--- TEXTO FORNECIDO ---

LEITE CONDENSADO

O leite condensado e o rabo. Por José Horta Manzano

O LEITE CONDENSADO E O RABO

JOSÉ HORTA MANZANO

O pudim de leite de minha avó não levava leite condensado. Preparado com leite, ovos e açúcar, ia ao forno em banho-maria e lá ficava um bom tempo. Dava muito trabalho, mas o resultado era esplêndido, como se dizia na época. Nada a ver com esses pudins melequentos e enjoativos de hoje.

Estive pesquisando sobre a produção de leite condensado no Brasil. Aprendi que teve início nos anos 1920. Mas uma coisa é produzir, outra coisa é vender. Nos arquivos do jornal Folha de S. Paulo, a primeira menção a esse produto só aparece, tímida, em 1933. Era então apresentado como alimento para “creanças, doentes e adolescentes”.

Em 1934, é citado mais duas vezes. No ano seguinte, aparece de novo uma vez só. É a prova de que estava ainda longe de se tornar artigo de consumo popular. Acostumadas ao leite fresco, as cozinheiras resistiram um bom tempo antes de adotar o produto enlatado. A difusão do leite condensado entre as donas de casa (é assim que se dizia na época) só ganhou força a partir dos anos 1950.

Na Europa, leite condensado não é produto de grande consumo. Nas raras vezes em que comprei, tive de perguntar pra saber em que gôndola estava escondido. Costuma ser apresentado em dois tipos de embalagem: latinha e tubo (do tamanho do tubo de maionese). Há ainda duas opções: com açúcar e sem. O que não contém açúcar é mais vendido que o adoçado.

--- MATERIAL FORNECIDO ---

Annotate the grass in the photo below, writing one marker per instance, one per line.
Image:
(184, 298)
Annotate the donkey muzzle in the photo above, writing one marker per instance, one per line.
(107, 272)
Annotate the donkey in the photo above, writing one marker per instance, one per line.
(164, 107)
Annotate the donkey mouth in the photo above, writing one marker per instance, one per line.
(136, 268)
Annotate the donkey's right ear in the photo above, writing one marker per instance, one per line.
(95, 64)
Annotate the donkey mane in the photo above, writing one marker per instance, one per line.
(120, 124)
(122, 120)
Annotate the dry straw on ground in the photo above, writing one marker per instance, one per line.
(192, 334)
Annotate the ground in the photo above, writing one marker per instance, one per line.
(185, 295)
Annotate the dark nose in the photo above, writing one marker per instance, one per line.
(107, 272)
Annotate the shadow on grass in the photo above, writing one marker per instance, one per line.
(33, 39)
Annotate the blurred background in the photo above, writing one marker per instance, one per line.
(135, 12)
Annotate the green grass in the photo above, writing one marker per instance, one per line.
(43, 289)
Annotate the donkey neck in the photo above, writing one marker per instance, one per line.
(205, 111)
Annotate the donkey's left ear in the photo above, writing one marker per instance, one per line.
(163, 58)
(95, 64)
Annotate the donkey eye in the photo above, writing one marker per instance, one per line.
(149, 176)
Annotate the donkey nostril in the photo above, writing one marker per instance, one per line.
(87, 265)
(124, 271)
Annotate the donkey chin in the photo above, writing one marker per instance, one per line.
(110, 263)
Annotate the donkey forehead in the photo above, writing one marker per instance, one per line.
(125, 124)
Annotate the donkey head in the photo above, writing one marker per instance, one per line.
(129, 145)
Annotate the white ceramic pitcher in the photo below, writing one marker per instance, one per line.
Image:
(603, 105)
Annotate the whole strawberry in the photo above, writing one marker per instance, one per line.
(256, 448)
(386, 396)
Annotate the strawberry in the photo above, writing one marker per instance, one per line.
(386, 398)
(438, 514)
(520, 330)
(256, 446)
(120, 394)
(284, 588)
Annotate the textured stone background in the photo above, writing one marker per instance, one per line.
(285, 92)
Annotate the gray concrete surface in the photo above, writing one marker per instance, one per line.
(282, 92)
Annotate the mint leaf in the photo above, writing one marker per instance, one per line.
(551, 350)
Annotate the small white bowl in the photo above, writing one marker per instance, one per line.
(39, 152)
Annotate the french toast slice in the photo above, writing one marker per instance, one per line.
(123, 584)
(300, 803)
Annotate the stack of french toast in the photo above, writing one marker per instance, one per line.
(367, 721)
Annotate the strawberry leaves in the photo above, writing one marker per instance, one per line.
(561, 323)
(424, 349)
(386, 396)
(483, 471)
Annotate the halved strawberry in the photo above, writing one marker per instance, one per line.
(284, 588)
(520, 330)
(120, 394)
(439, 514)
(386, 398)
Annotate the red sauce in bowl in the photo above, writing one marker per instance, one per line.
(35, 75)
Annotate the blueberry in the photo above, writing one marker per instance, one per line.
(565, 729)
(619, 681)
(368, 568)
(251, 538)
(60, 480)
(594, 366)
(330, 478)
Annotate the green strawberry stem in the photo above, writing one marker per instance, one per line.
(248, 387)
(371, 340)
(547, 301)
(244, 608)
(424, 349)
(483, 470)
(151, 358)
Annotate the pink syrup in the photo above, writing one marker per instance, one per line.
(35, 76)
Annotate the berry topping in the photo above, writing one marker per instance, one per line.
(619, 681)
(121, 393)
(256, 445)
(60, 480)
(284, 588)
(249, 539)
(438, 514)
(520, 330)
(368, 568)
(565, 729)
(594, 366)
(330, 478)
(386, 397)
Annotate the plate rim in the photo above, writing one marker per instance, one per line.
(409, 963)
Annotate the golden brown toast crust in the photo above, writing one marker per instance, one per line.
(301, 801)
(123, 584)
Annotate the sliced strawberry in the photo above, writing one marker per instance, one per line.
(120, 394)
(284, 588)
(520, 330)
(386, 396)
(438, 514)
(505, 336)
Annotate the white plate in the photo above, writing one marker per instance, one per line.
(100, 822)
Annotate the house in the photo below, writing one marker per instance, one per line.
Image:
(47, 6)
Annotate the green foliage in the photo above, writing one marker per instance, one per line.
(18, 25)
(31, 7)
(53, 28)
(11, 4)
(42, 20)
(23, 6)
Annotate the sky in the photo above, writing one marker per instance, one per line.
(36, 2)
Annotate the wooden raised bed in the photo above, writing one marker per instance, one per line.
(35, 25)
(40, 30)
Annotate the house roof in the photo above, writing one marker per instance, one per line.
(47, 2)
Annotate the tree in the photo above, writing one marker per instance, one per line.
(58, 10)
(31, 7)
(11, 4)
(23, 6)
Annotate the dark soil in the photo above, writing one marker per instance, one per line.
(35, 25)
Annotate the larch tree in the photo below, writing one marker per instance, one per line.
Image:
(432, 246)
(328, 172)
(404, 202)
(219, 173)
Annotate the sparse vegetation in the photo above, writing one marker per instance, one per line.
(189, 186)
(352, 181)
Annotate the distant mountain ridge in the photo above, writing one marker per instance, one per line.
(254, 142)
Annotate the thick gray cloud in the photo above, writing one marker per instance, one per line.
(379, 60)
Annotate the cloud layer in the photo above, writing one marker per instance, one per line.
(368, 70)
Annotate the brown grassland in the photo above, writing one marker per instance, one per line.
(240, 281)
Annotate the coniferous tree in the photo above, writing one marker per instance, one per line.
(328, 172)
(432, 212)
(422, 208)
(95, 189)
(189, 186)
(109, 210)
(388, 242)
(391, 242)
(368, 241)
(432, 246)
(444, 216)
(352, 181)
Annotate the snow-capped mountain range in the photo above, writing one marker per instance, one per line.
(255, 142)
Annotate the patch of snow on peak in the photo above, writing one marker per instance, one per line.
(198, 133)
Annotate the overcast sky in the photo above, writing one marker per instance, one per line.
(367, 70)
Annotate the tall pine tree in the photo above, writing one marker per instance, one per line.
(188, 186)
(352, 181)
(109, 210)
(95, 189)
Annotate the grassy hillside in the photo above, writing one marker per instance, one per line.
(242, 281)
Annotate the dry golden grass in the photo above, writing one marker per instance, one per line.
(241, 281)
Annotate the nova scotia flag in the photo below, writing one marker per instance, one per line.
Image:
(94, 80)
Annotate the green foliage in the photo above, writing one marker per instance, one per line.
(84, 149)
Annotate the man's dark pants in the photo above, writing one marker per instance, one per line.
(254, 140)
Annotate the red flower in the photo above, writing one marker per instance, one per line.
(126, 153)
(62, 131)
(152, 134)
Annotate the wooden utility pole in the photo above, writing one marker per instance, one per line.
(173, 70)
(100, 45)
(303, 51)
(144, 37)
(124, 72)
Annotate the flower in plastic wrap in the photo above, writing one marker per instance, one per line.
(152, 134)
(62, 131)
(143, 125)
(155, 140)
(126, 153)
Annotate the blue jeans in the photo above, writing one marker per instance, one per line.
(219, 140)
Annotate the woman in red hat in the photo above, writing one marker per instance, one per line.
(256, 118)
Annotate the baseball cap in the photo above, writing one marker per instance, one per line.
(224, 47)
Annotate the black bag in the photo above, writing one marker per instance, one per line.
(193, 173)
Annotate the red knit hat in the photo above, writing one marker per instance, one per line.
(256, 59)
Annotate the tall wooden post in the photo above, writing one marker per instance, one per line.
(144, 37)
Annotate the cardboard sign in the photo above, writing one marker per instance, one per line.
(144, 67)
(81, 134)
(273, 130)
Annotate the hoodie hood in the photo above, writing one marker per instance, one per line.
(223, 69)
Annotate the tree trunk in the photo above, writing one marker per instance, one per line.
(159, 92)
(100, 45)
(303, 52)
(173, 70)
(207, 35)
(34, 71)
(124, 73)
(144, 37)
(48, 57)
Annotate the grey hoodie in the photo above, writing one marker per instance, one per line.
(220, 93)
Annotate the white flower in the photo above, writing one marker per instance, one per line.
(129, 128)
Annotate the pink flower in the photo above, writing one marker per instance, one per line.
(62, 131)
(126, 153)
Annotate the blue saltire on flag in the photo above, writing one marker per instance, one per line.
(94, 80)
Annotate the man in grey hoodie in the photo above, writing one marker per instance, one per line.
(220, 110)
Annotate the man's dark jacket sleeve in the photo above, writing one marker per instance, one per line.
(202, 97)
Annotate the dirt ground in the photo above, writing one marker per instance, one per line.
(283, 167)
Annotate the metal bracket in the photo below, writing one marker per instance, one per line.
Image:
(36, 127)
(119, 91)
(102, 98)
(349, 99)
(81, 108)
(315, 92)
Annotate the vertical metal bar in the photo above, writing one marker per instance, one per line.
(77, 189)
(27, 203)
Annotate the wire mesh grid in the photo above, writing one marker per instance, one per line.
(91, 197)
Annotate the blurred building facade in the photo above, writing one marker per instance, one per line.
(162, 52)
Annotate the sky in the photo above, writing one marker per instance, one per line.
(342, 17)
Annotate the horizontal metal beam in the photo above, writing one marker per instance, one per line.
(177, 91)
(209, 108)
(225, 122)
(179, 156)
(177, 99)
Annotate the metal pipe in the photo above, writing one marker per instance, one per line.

---
--- MATERIAL FORNECIDO ---

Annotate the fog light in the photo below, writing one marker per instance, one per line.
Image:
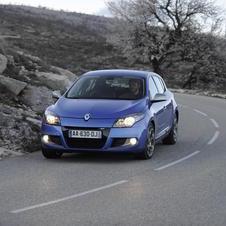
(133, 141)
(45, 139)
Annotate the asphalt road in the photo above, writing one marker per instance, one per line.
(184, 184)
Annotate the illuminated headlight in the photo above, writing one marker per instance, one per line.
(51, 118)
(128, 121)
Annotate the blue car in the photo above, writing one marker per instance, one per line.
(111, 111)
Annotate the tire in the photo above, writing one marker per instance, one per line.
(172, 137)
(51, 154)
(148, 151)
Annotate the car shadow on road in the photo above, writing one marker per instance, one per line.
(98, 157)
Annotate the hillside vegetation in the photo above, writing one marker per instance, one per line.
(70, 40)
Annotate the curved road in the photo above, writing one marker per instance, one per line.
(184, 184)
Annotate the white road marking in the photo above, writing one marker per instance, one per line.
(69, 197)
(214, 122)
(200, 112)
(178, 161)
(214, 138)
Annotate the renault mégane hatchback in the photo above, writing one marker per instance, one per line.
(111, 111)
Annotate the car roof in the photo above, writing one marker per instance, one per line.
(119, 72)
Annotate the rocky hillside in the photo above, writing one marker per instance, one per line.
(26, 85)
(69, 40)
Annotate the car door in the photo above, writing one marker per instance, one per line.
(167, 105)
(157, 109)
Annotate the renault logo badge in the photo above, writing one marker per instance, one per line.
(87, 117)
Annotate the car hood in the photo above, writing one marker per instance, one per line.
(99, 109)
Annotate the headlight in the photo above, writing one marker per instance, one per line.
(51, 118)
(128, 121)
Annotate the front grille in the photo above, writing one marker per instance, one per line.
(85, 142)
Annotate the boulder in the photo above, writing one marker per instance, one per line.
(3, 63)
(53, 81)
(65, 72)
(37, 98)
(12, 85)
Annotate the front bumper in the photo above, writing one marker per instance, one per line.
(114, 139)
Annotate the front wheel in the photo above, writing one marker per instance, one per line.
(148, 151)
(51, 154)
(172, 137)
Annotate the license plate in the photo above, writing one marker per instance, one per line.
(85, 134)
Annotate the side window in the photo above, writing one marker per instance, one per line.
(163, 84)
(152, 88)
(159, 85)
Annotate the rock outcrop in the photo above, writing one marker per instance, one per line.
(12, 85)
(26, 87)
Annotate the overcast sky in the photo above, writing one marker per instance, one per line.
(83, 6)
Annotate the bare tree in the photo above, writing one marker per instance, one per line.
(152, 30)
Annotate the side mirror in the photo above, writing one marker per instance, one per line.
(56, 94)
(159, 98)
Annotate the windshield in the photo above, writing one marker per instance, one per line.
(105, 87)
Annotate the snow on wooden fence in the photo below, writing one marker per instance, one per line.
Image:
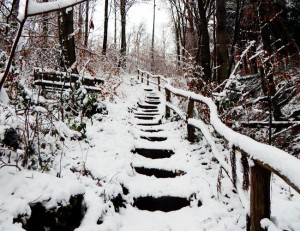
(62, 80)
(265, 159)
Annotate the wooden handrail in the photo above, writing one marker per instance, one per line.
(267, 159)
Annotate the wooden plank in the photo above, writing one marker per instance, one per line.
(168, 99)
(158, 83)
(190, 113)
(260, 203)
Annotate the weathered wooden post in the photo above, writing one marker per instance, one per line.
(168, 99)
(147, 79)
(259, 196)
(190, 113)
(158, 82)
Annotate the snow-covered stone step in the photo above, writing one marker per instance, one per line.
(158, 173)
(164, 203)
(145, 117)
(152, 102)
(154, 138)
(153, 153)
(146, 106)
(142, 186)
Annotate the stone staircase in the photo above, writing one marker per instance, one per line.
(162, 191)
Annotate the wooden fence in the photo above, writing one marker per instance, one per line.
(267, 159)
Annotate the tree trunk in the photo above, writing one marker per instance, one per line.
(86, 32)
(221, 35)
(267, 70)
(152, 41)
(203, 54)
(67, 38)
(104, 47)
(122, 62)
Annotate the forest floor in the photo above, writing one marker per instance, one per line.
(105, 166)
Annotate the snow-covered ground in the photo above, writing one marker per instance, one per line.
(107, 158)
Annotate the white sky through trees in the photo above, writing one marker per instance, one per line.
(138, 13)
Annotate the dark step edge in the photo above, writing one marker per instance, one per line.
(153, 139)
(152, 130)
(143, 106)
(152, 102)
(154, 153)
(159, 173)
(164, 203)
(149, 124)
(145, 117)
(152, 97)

---

TAREFAS PROPOSTAS:
1 – Transcreva do texto sobre o leite condensado tudo o que vai desde "Em 1934, é citado" até "dos anos 1950.".
2 – Dê continuidade ao texto sobre o leite condensado a partir da última frase apresentada.
As entradas provêm de outra fonte, sem relação com o texto sobre o leite condensado.

RESPOSTAS EM ORDEM:
1 –
Em 1934, é citado mais duas vezes. No ano seguinte, aparece de novo uma vez só. É a prova de que estava ainda longe de se tornar artigo de consumo popular. Acostumadas ao leite fresco, as cozinheiras resistiram um bom tempo antes de adotar o produto enlatado. A difusão do leite condensado entre as donas de casa (é assim que se dizia na época) só ganhou força a partir dos anos 1950.

2 –
A razão é simples. Em princípio, leite condensado é visto como substituto do leite fresco. Para pessoas que gostam de tomar café com pouquíssimo leite, não é interessante comprar leite de caixinha. Vai estragar antes de ser consumido. Esse cliente prefere comprar leite condensado de tubinho. Usa um pouco de cada vez, põe a tampa, e o produto não estraga.

CONDENSADO

Conforme o país e determinadas características de fabrico, a denominação varia: leite condensado, leite concentrado ou leite evaporado. Na culinária europeia, não é ingrediente constante. Continua sendo visto, não como um produto em si, mas como substituto do leite fresco. Não frequenta os livros de doçaria. É produto para se ter guardado no fundo da prateleira para alguma emergência.

Se, por milagre, minha avó ressuscitasse, havia de levar muitos sustos. Como primeira providência, ela certamente sairia correndo pra comprar um jornal, que sempre foi um hábito diário.

Havia de ficar encantada de encontrar um mundo bem mais colorido do que o que ela conheceu. É verdade que automóveis perderam a cor e se limitam hoje a preto, branco, tons de cinza e algum bordô. Em compensação, os jornais perderam a monotonia do preto e branco e são impressos em cores. A tevê também – que era um chuvisqueiro cinzento – ganhou cores vivas. E as roupas, então! Uma policromia!

No entanto, ele havia de ficar assustada de ver que o Brasil tem agora um presidente que solta palavrão em público. E palavrão pesado, daqueles que, quando aparecem no jornal, vêm com tarja preta.

E havia de ficar abismada de ler, por detrás da tarja acanhada, as palavras presidenciais. E havia de ficar aterrada ao perceber que o presidente sugeriu à imprensa enfiar leite condensado num lugar que, (apesar de ela não captar direito qual poderia ser), intuiu que fosse impublicável. E enfiar com lata e tudo!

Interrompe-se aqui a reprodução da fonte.